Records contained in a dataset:
-.-.-

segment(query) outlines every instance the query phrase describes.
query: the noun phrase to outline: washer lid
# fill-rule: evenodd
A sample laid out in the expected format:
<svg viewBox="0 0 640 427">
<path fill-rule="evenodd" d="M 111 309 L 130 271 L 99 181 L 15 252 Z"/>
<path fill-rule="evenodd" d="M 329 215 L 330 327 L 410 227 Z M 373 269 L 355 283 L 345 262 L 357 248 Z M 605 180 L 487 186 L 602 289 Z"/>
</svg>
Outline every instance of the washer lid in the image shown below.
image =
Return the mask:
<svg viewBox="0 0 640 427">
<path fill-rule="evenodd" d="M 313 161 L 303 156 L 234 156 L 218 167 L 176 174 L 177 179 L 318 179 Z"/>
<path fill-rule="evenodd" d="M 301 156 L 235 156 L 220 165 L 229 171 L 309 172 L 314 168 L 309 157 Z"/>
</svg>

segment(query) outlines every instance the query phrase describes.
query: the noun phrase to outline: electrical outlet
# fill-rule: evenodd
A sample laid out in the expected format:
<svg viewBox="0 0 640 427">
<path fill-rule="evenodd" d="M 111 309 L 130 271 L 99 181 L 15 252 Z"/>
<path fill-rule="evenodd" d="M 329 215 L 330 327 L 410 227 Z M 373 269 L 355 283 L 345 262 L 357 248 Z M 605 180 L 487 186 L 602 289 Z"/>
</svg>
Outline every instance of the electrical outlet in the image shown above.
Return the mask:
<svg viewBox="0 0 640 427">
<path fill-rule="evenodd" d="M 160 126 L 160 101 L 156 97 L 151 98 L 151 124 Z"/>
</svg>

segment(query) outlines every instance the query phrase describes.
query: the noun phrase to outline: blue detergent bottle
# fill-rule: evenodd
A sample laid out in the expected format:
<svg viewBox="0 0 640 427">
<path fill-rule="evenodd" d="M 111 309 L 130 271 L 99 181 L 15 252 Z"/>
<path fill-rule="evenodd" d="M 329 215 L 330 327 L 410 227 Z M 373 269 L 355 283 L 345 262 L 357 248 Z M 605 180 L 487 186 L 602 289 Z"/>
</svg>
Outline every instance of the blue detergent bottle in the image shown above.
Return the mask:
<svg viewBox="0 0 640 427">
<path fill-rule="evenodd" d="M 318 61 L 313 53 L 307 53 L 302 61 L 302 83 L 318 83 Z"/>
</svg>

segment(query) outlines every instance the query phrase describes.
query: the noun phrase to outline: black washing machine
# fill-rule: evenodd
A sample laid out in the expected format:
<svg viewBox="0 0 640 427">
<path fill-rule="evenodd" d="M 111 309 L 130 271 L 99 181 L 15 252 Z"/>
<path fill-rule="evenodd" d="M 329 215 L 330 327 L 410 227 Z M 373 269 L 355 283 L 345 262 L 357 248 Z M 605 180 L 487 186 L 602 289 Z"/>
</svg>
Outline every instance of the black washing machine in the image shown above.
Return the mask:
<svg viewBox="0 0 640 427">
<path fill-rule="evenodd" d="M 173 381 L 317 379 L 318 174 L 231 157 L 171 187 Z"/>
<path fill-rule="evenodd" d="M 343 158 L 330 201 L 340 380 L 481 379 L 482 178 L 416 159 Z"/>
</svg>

-.-.-

Exercise - Reproduce the data exactly. Keep every line intact.

Result for this exercise -
segment(query) outlines every instance the query phrase describes.
query: the noun phrase to outline: washer lid
# fill-rule: evenodd
A sample laid out in the expected format:
<svg viewBox="0 0 640 427">
<path fill-rule="evenodd" d="M 111 309 L 130 271 L 99 181 L 15 252 Z"/>
<path fill-rule="evenodd" d="M 329 215 L 330 327 L 410 227 Z M 373 269 L 355 283 L 345 262 L 357 248 Z M 605 180 L 487 186 L 602 289 Z"/>
</svg>
Outline every instance of the washer lid in the image shown below.
image =
Return the mask:
<svg viewBox="0 0 640 427">
<path fill-rule="evenodd" d="M 313 161 L 303 156 L 234 156 L 218 167 L 176 174 L 177 179 L 318 179 Z"/>
<path fill-rule="evenodd" d="M 301 156 L 235 156 L 220 165 L 229 171 L 309 172 L 314 168 L 309 157 Z"/>
</svg>

segment(query) outlines every instance the query phrase describes.
query: the noun phrase to outline: electrical outlet
# fill-rule: evenodd
A sample laid out in the expected format:
<svg viewBox="0 0 640 427">
<path fill-rule="evenodd" d="M 111 309 L 130 271 L 99 181 L 15 252 Z"/>
<path fill-rule="evenodd" d="M 329 215 L 330 327 L 410 227 Z M 373 269 L 355 283 L 345 262 L 357 248 Z M 605 180 L 487 186 L 602 289 Z"/>
</svg>
Outline every instance of the electrical outlet in the image shown above.
Return the mask:
<svg viewBox="0 0 640 427">
<path fill-rule="evenodd" d="M 160 126 L 160 101 L 156 97 L 151 98 L 151 124 Z"/>
</svg>

segment(query) outlines every instance the query phrase describes.
query: the noun phrase to outline: blue detergent bottle
# fill-rule: evenodd
A sample laid out in the expected format:
<svg viewBox="0 0 640 427">
<path fill-rule="evenodd" d="M 111 309 L 130 271 L 99 181 L 15 252 Z"/>
<path fill-rule="evenodd" d="M 329 215 L 330 327 L 410 227 Z M 373 269 L 355 283 L 345 262 L 357 248 Z M 605 180 L 487 186 L 602 289 Z"/>
</svg>
Outline every instance of the blue detergent bottle in the image shown above.
Return the mask:
<svg viewBox="0 0 640 427">
<path fill-rule="evenodd" d="M 318 61 L 313 53 L 307 53 L 302 61 L 302 83 L 318 83 Z"/>
</svg>

segment(query) outlines every instance the query phrase describes.
query: the noun phrase to outline: black washing machine
# fill-rule: evenodd
A sample laid out in the expected format:
<svg viewBox="0 0 640 427">
<path fill-rule="evenodd" d="M 111 309 L 130 271 L 99 181 L 15 252 Z"/>
<path fill-rule="evenodd" d="M 329 215 L 330 327 L 410 227 Z M 373 269 L 355 283 L 345 262 L 357 248 Z M 605 180 L 487 186 L 602 289 Z"/>
</svg>
Outline every instance of the black washing machine in the image shown above.
Return the mask:
<svg viewBox="0 0 640 427">
<path fill-rule="evenodd" d="M 173 381 L 317 379 L 318 174 L 231 157 L 171 187 Z"/>
<path fill-rule="evenodd" d="M 343 158 L 330 201 L 340 380 L 481 379 L 482 178 L 416 159 Z"/>
</svg>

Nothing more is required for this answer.